[JOB 1] In the patent abstract on the 5G terminal antenna, where is the switch placed?
[JOB 2] Extend the patent abstract on the 5G terminal antenna past its last sentence.

[PASSAGE GIVEN]

US10673135B2ActiveUtilityA1

5G terminal antenna with reconfigurable radiation pattern

85
Assignee: SPEED WIRELESS TECH INCPriority: Apr 20, 2017Filed: Oct 3, 2017Granted: Jun 2, 2020
Est. expiryApr 20, 2037(~10.8 yrs left)· nominal 20-yr term from priority
H01Q 3/24H01Q 1/243H01Q 25/002H01Q 9/285H01Q 13/085H01Q 3/36H01Q 3/247H01Q 3/38H01Q 21/0006H01Q 1/38H01Q 21/064H01Q 9/16H01Q 1/36H01Q 21/0025H01Q 21/062H01Q 21/293H01Q 1/50H01Q 13/106
85
PatentIndex Score
6
Cited by
4
References
17
Claims

Abstract

An antenna system with a reconfigurable radiation pattern characteristic for the fifth generation (5G) mobile terminal is described, which includes multiple antenna sub-arrays with different radiation patterns and a switch that connects each antenna sub-array and controls switching between different antenna sub-arrays. A switch is disposed between the antenna sub-arrays and an RF front-end module. By switching between the different sub-arrays, the radiation in a desired direction can be selected. Therefore, the problem of the beam coverage and beam scanning blind spot of 5G terminal antenna in millimeter waveband can be solved effectively. Through expanding the scanning angle of the beam scanning, the scheme of 5G terminal antenna with a reconfigurable radiation pattern can be realized. The antenna structure of this disclosure makes full use of the space of the PCB board, and has the advantages of miniaturization, simple processing and compact structure, etc.

[STORED DATA]
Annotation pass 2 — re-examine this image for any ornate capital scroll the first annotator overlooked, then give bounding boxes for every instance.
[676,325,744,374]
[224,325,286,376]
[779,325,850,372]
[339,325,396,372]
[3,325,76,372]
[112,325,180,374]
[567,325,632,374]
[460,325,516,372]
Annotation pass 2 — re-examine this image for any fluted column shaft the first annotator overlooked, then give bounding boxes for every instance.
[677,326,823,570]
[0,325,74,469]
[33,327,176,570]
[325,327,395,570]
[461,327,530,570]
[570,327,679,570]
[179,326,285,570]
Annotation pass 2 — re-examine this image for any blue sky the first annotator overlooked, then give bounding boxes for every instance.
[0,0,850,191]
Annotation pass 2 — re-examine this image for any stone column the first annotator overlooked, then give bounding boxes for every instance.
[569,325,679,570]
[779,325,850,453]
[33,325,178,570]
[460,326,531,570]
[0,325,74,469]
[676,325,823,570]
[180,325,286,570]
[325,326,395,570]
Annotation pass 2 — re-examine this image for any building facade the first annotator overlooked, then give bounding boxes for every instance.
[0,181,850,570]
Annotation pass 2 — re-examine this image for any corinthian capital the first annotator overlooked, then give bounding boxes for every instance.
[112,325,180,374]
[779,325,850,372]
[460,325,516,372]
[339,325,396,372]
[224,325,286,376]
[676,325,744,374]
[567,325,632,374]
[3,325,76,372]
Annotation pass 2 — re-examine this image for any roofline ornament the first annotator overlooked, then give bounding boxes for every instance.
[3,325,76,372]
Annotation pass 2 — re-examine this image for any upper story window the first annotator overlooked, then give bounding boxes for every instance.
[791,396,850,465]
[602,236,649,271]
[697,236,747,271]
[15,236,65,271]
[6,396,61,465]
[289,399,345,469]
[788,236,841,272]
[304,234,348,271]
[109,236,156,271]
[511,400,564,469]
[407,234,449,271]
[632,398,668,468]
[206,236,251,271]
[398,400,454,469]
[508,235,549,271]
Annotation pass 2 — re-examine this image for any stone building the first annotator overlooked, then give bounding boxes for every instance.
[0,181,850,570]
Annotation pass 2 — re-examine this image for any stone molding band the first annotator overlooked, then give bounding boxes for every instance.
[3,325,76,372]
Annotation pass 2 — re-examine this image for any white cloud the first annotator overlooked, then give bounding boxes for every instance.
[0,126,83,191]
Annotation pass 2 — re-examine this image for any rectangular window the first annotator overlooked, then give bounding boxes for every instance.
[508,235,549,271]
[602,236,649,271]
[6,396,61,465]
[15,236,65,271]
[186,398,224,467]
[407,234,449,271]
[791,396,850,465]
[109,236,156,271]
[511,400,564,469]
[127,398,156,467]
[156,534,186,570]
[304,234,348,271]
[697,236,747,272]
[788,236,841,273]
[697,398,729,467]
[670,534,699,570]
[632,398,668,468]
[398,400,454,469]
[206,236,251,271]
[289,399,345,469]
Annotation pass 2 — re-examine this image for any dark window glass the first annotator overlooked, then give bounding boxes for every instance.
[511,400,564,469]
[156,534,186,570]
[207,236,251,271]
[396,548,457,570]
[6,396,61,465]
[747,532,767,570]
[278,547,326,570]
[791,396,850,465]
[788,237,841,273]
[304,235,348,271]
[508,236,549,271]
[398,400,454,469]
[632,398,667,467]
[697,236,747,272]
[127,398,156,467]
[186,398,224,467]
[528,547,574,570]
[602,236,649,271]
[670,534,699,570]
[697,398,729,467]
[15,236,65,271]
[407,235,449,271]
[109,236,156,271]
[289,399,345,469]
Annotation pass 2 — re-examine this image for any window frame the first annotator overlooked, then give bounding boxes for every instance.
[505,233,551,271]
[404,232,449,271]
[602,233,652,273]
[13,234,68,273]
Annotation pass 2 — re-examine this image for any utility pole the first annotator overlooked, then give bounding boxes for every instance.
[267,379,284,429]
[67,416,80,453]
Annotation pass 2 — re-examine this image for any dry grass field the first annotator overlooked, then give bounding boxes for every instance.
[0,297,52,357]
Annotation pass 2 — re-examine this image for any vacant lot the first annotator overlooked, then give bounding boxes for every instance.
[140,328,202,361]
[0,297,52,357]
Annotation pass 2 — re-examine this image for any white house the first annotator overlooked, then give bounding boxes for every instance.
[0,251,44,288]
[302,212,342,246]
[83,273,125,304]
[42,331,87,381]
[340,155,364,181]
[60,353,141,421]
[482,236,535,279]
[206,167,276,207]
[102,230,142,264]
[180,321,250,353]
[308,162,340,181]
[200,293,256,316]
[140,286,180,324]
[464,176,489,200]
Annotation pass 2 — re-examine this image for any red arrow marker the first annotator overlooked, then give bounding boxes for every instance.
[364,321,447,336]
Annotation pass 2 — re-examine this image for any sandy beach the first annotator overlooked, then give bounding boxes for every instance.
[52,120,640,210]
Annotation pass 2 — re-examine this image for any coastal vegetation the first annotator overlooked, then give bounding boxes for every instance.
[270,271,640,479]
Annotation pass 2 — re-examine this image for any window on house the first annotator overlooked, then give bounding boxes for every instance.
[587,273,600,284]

[TASK OUTPUT 1] Between the antenna sub-arrays and an RF front-end module.

[TASK OUTPUT 2]
Claims

exact text as granted — not AI-modified
What is claimed is: 
     
       1. A 5G terminal antenna, comprising:
 a plurality of antenna sub-arrays, each antenna sub-array being associated with a different radiation pattern; and 
 a switch coupled to each of the antenna sub-arrays to control switching between different ones of the plurality of antenna sub-arrays to generate radiation with a reconfigurable radiation pattern, wherein each antenna sub-array includes a plurality of antenna elements, which can be one or more of a slot antenna, an electric dipole antenna, or a patch antenna, wherein the electric dipole antenna is one of a surface mount technology (SMT) electric dipole antenna, a printed electric dipole antenna, or a metal via electric dipole antenna, wherein when the electric dipole antenna is a surface mount technology (SMT) electric dipole antenna, the surface mount technology (SMT) electric dipole antenna including a symmetrical disposed of a first metal block and a second metal block, wherein a first metal sheet and a second metal sheet are respectively arranged on opposite surfaces of the first metal block and the second metal block. 
 
     
     
       2. The 5G terminal antenna of  claim 1 , wherein elements of at least two of the antenna sub-arrays intersect each other. 
     
     
       3. The 5G terminal antenna of  claim 1 , wherein the switch is disposed between the antenna sub-arrays and a radio frequency (RF) frontend module.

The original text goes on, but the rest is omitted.